• [WRITTEN INSTRUCTION]
Revise the material below by replacing every instance of "pixel coordinates" with "image coordinates", leaving everything else unchanged.

• [INFORMATION SUPPLIED]
....................

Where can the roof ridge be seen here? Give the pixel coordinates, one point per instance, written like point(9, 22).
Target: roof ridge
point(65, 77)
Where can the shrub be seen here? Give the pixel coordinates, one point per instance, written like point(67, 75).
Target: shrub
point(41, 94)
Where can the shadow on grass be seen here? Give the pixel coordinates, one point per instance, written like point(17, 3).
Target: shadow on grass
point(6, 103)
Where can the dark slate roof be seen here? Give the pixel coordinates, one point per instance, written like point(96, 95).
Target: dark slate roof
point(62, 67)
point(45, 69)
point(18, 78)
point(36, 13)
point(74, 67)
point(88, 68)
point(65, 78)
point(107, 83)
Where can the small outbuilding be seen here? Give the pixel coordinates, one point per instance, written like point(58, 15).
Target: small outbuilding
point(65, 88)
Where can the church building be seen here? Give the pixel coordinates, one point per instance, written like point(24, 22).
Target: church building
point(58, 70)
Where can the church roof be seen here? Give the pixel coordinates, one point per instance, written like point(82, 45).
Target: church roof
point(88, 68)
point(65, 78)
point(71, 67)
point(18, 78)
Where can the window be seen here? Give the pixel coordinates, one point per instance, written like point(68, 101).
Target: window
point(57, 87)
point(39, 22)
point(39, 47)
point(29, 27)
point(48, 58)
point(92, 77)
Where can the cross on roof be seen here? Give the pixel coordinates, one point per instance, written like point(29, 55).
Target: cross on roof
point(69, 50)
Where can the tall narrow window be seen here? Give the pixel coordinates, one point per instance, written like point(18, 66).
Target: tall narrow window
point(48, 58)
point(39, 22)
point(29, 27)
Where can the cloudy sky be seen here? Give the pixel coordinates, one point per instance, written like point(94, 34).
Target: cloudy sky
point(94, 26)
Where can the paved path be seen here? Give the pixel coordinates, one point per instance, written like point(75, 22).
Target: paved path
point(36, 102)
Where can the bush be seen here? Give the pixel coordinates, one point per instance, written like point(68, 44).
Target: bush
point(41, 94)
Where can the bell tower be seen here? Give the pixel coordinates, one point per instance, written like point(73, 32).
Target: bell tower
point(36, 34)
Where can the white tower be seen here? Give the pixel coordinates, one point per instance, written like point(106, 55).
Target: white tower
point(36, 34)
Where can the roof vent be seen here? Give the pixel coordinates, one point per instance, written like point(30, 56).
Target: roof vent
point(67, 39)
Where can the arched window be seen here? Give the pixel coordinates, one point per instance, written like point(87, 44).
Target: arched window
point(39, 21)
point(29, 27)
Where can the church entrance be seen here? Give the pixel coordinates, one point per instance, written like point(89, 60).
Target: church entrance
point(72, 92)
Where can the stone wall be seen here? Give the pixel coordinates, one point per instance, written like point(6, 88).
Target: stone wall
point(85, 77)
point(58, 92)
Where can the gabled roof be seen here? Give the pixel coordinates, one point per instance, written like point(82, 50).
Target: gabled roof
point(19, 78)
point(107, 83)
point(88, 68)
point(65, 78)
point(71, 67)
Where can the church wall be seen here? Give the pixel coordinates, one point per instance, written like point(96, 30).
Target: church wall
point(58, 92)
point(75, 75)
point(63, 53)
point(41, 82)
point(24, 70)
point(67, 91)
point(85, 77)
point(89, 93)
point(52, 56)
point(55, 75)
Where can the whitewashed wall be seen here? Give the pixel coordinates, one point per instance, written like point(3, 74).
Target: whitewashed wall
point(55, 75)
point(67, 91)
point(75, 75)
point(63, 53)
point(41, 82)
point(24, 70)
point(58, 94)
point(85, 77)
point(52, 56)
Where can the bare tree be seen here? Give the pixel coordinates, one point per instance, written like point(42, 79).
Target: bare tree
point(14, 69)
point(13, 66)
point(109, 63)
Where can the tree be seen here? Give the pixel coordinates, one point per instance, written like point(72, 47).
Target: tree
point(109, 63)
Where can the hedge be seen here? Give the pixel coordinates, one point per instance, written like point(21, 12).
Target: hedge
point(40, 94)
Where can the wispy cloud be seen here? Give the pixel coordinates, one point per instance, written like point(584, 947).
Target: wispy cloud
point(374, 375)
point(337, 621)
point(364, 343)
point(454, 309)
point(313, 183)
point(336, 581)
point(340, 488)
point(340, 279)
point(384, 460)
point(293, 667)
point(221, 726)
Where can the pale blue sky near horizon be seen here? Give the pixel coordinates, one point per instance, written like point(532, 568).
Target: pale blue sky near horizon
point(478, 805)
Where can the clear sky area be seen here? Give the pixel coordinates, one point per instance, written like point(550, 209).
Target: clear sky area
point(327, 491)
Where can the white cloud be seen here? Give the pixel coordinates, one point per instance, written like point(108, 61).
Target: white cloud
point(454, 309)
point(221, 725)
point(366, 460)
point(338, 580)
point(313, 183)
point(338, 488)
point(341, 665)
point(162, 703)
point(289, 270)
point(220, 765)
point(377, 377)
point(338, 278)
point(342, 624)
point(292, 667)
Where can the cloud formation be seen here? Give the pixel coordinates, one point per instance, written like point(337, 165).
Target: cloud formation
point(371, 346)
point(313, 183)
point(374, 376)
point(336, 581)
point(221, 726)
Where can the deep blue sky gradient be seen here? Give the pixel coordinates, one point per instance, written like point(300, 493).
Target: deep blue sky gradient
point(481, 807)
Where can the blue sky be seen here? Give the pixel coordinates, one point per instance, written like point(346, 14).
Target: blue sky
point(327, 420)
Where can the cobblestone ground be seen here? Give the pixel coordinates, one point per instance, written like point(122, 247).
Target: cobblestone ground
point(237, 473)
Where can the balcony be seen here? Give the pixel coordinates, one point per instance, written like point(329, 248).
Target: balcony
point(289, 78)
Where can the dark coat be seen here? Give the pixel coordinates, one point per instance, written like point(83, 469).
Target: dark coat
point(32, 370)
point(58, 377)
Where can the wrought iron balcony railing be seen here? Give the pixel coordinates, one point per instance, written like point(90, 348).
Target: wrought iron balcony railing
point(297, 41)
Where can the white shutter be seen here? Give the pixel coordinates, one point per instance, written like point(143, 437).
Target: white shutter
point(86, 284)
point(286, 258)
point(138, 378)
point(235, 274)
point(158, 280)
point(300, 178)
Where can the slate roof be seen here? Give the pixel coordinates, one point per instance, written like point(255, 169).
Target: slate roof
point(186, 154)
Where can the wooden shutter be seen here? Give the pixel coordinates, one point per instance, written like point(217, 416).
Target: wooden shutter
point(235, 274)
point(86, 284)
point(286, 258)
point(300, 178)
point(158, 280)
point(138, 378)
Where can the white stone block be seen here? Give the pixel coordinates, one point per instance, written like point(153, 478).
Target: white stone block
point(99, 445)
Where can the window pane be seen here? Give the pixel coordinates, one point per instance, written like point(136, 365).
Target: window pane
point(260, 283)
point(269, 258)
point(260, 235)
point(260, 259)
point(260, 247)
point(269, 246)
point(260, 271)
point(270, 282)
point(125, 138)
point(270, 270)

....................

• [EXERCISE RESULT]
Where can the roof ridge be seen here? Give the image coordinates, one point per instance, written like point(9, 22).
Target: roof ridge
point(65, 77)
Where can the shrub be seen here? Give the image coordinates, one point per instance, written like point(67, 75).
Target: shrub
point(41, 94)
Where can the shadow on grass be seen here? Give the image coordinates, one point per instance, written like point(17, 3).
Target: shadow on grass
point(6, 103)
Where can the dark slate roof be seen here? Give the image coordinates, one point per instance, written like point(96, 95).
Target: dark slate roof
point(62, 67)
point(45, 69)
point(18, 78)
point(36, 13)
point(74, 67)
point(88, 68)
point(65, 78)
point(107, 83)
Where can the small outbuilding be seen here? Give the image coordinates, one point per instance, written like point(58, 15).
Target: small outbuilding
point(65, 88)
Where can the church building be seen here? Give the image coordinates, one point per instance, written like point(24, 22).
Target: church building
point(58, 70)
Where can the church roof be seen here? Give the image coordinates, one point per instance, written like point(82, 45).
Target: church roof
point(88, 68)
point(65, 78)
point(71, 67)
point(18, 78)
Where can the window be seen here? Give the image coordinates, one point per instance, written like point(68, 101).
Target: window
point(57, 87)
point(39, 22)
point(39, 47)
point(29, 27)
point(48, 58)
point(92, 77)
Where can the cross on roof be seen here? Give the image coordinates, one point per instance, written like point(29, 55).
Target: cross on roof
point(69, 50)
Where can the tall narrow window be seen here? Give the image coordinates, one point per instance, written like point(18, 66).
Target: tall narrow window
point(48, 58)
point(39, 22)
point(29, 27)
Where can the cloudy sky be seen here? Give the image coordinates, one point per instance, written like point(94, 34).
Target: cloudy sky
point(94, 26)
Where can the paved path be seen here? Give the image coordinates, one point per instance, written like point(75, 22).
Target: paved path
point(36, 102)
Where can the bush be seen here? Give the image coordinates, one point per instance, written like point(68, 44).
Target: bush
point(41, 94)
Where can the bell tower be seen here? Give the image coordinates, one point per instance, written like point(73, 32).
Target: bell tower
point(36, 34)
Where can the white tower be seen here? Give the image coordinates, one point per instance, written like point(106, 55).
Target: white tower
point(36, 34)
Where can the roof vent be seen here? Give the image coordinates, one point per instance, written like point(30, 56).
Target: roof vent
point(67, 39)
Where can the arched window be seen here? Give the image coordinates, one point per instance, written like point(87, 44).
Target: arched window
point(39, 21)
point(29, 27)
Where can the church entrance be seen here? Give the image coordinates, one point per instance, written like point(89, 60).
Target: church entrance
point(72, 92)
Where can the stone wall be seen here? Give the image coordinates, one point per instance, written like point(6, 88).
Target: stone wall
point(85, 77)
point(58, 92)
Where can the gabled roof be seen here? Give the image coordinates, one point per instance, written like point(82, 50).
Target: gabled roof
point(19, 78)
point(107, 83)
point(88, 68)
point(65, 78)
point(71, 67)
Where can the church wall be seen here? Give the image coordinates, one point per instance, written like point(96, 30).
Target: church wall
point(58, 92)
point(75, 75)
point(63, 53)
point(41, 82)
point(24, 70)
point(67, 91)
point(85, 77)
point(89, 93)
point(52, 56)
point(55, 75)
Where can the whitewashed wall be seen here? Give the image coordinates, one point per instance, written like point(3, 74).
Target: whitewashed wall
point(55, 75)
point(67, 91)
point(75, 75)
point(63, 53)
point(41, 82)
point(24, 70)
point(58, 94)
point(85, 77)
point(52, 56)
Where can the bare tree be seen here? Give the image coordinates, one point per instance, written like point(42, 79).
Target: bare tree
point(14, 69)
point(13, 66)
point(109, 63)
Where can the tree be seen here? Give the image coordinates, one point per instance, written like point(72, 47).
Target: tree
point(109, 63)
Where can the hedge be seen here? Give the image coordinates, one point per instance, written like point(21, 12).
Target: hedge
point(40, 94)
Where can the wispy cloud be seen here? Give the image coordinates, one point per instance, written like point(584, 947).
Target: wispy cloud
point(374, 375)
point(337, 621)
point(364, 343)
point(454, 309)
point(313, 183)
point(336, 581)
point(340, 488)
point(340, 279)
point(384, 460)
point(293, 667)
point(221, 726)
Where can the pale blue sky near horizon be seen here? Give the image coordinates, one point per instance, written like point(532, 568).
Target: pale blue sky near horizon
point(478, 805)
Where can the clear sky area be seen here? Give the image coordinates, one point per instance, written like point(550, 209).
Target: clear sky area
point(327, 491)
Where can the white cloud be seen here? Give the image coordinates, one point per instance, written like point(108, 61).
Target: white cloud
point(454, 309)
point(221, 725)
point(366, 460)
point(338, 580)
point(313, 183)
point(338, 488)
point(341, 665)
point(162, 703)
point(289, 270)
point(220, 765)
point(377, 377)
point(338, 278)
point(342, 624)
point(292, 667)
Where can the cloud formation be seen here? Give the image coordinates, one point per instance, written like point(337, 165).
Target: cloud formation
point(371, 346)
point(313, 183)
point(374, 376)
point(336, 581)
point(221, 726)
Where can the deep blue sky gradient be seen here? Give the image coordinates, one point per instance, written like point(300, 493).
Target: deep blue sky gradient
point(481, 807)
Where can the blue sky be seen here? Give the image coordinates, one point per instance, written like point(346, 14).
Target: blue sky
point(327, 420)
Where can the cobblestone ground be seen here? Give the image coordinates, one point per instance, written like point(122, 247).
Target: cobblestone ground
point(237, 473)
Where can the balcony be seen here? Give the image coordinates, one point per instance, written like point(329, 248).
Target: balcony
point(289, 78)
Where can the dark coat be seen here? Give the image coordinates, one point per instance, written like point(83, 469).
Target: dark coat
point(32, 370)
point(58, 377)
Where can the wrought iron balcony railing be seen here? Give the image coordinates, one point per instance, written like point(90, 348).
Target: wrought iron balcony railing
point(297, 41)
Where can the white shutter be seen here? Give the image coordinates, one point per instance, written like point(143, 437).
Target: white shutter
point(86, 284)
point(286, 258)
point(138, 378)
point(235, 274)
point(158, 280)
point(300, 178)
Where can the slate roof be seen here? Give the image coordinates, one point per instance, written like point(255, 169).
Target: slate roof
point(186, 154)
Where can the wooden shutter be seen here? Give the image coordinates, one point per instance, written like point(217, 416).
Target: wooden shutter
point(235, 274)
point(86, 284)
point(286, 258)
point(300, 178)
point(158, 280)
point(138, 378)
Where can the white stone block be seen here? Give the image coordinates, one point per instance, written like point(153, 478).
Target: white stone block
point(99, 445)
Where can the window pane be seen here? Give the image coordinates, one point per instance, written like point(136, 365).
Target: window pane
point(260, 283)
point(269, 258)
point(260, 235)
point(260, 259)
point(260, 247)
point(269, 246)
point(260, 271)
point(270, 282)
point(125, 138)
point(270, 270)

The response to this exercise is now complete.